Text section START

In 2008, Brennan had made the same pitch about Hezbollah being a layered and complex organization, but this time Brennan was bringing up the Lebanese terrorist organization to argue for another infamous and equally fictitious dichotomy: strengthening moderates against “extremists” in Iran. This strategy, which was the Obama administration’s stated policy, would require, Brennan wrote, “strategic patience” and sensitivity to the complex political realities inside Iran, as well as the complexity of Tehran’s regional strategy, an early signal of how Obama would treat Iran’s regional project: “Washington,” the future director of the CIA noted, “should not expect Tehran to ever sever its ties to Lebanese Hezbollah.” But that hardly was a problem, Brennan continued, because, if anything, Iran can help deepen Hezbollah’s involvement in Lebanese politics. “It would not be foolhardy … for the United States to tolerate, and even to encourage, greater assimilation of Hezbollah into Lebanon’s political system,” Brennan stated. Increasing “Hezbollah’s stake” in Lebanon’s political process is the “best hope” for “reducing the influence of violent extremists within the organization—as well as the influence of extremist Iranian officials.” And it was in this context that he repeated the claptrap noted earlier about Hezbollah’s Lebanonization and “evolution”—“a far cry from Hezbollah’s genesis as solely a terrorist organization.”

Of course, Brennan continued, as America pursued this nuanced and sophisticated policy, it was likely to face one thorny problem: Israeli intransigence. The Obama administration, which would soon embark on its pro-Iran policy, “will need to convince Israeli officials that they must abandon their aim of eliminating Hezbollah as a political force,” Brennan continued. The Obama administration was to “work to help advance rather than thwart Iranian interests,” Brennan explained. By definition, then, the pro-Iran policy, as we saw for eight years, meant undermining U.S. allies.

Washington being what it is, Brennan’s views signaled to aspiring bureaucrats which way the wind was blowing. And so, Steven Simon, a former State Department and Clinton White House official who would soon join the Obama National Security Council, co-authored two essays in 2010 expanding on Brennan’s pitch. Adding another layer of pseudo-intellectual sophistication to the future CIA chief’s assertions, Simon pushed an analogy between Hezbollah and the IRA. Like the IRA, which became “convinced that the ballot box was more powerful than the gun,” Simon claimed, “Hezbollah’s leaders might see a move toward demilitarization as a new avenue for increasing the group’s appeal and bolstering its credibility as a party.”

This statement, and the comparison which it posits, is even more embarrassing today than when it was published. Even as Simon conceded that, unlike the IRA, Hezbollah had a state backer, he nevertheless contended, relying on a 2009 Rand Corp. study, “that Hezbollah was distancing itself from Iranian patronage in order to increase its domestic legitimacy among parties that have viewed it as Tehran’s lackey.” You hardly have to sit on the nation’s top security agencies to know that this statement is precisely the literal opposite of the truth: Hezbollah is not merely a recipient of Iranian support; it is part of the Iranian command structure. That fact alone nullifies the premise of Simon’s comparison. Still, he saw the similarities between the IRA and Hezbollah as “striking.” How, you might ask? Why, both organizations had “political and military wings,” naturally. Even when everyone knew that the IRA and its so-called “political wing,” Sinn Fein, were distinct only in name, Sinn Fein’s leaders at least put on the public act of separating themselves from the IRA and its operations. Hezbollah, on the other hand, emphatically underscores the absolute oneness of the group and its command. None of these easily observable facts, however, made any difference to Simon.

Text section END
Information provided START

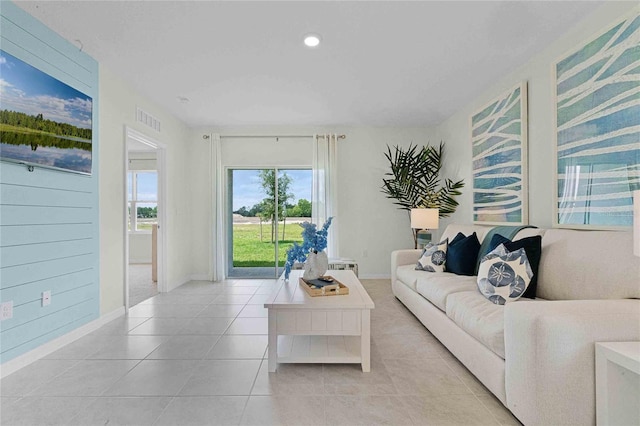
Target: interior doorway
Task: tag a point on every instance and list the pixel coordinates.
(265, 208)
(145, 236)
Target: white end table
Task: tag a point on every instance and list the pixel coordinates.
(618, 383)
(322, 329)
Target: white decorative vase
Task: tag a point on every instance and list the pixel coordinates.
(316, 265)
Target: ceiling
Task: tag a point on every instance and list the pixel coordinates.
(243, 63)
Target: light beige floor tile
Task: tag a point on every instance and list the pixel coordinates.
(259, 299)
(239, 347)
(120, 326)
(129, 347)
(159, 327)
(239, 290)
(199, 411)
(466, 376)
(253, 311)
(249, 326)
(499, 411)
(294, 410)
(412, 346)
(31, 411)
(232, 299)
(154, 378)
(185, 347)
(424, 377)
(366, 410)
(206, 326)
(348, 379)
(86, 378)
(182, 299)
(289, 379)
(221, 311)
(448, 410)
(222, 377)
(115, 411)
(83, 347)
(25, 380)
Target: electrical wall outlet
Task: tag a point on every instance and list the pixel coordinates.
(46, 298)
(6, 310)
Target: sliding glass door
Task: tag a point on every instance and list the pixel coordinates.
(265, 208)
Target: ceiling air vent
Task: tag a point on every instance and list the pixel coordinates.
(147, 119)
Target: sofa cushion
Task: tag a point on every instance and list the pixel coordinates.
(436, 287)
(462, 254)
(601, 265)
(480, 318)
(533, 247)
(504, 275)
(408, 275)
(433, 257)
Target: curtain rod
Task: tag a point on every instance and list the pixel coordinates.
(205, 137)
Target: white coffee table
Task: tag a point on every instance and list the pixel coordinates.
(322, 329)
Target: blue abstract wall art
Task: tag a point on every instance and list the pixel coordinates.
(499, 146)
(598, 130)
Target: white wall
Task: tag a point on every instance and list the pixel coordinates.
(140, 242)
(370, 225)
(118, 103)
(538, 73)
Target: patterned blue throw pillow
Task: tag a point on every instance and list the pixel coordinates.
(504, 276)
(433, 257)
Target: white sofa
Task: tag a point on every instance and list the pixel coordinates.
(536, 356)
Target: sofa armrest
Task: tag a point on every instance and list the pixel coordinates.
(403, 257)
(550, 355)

Information provided END

# Task item A:
In the passage on Brennan, Simon, and Hezbollah, what source did Simon rely on when contending that Hezbollah was distancing itself from Iranian patronage?
# Task item B:
Continue the passage on Brennan, Simon, and Hezbollah from the end of its final paragraph.

# Answer section A:
A 2009 Rand Corp. study.

# Answer section B:
In the decade since the essay’s publication, the growth in Hezbollah’s military activity makes a mockery of Simon’s claim about its supposed desire to “demilitarize” and “shift more decisively to the political realm.” In fact, Hezbollah has both increased its military role as well as its political dominance, maybe because it never saw the two as mutually exclusive options.

All this was of no concern to Simon, who was simply pushing a policy of establishing a channel to Hezbollah. “The Obama administration,” he wrote, “should suspend its ban on official contact with Hezbollah.”

In other words, it never mattered whether any of these fancy arguments actually had any intellectual merit. That was all beside the point. As with the academics and journalists who invented distinct categories in Hezbollah in the service of their preferred policy, what Brennan and Simon were engaged in was not an actual intellectual exercise. Rather, what they did was simply to put a veneer of nuanced worldliness on a policy decision that was already made by their boss: entente and realignment with Iran. That meant, as we saw over the past decade, recognizing what Obama euphemistically dubbed Iran’s “equities” in the region, and effectively partnering with Iranian assets and propping up an Iranian order from Baghdad to Beirut.

One suspects a similar logic applies to France. Behind Macron’s soaring, moralizing rhetoric, there are perhaps less lofty calculations. For one thing, Macron knows French troops stationed in Lebanon as part of UNIFIL could become targets once more. But beyond threats, France is invested in Lebanon, politically and economically. And the French understand that Hezbollah runs the show in Beirut. Fairy tales about different wings, therefore, are necessary for business.

But while the old line about Hezbollah having some sort of magical distinction between its political and military wings no longer cuts it for some, the story the bien-pensants in policy circles everywhere in the West tell themselves today is another convenient fiction—that you can separate the group that dominates the Lebanese government and all its institutions from the polity it dominates. In other words, today’s smart set believes that you can somehow designate the former as a terrorist organization while continuing to support and do business with the latter without interruption.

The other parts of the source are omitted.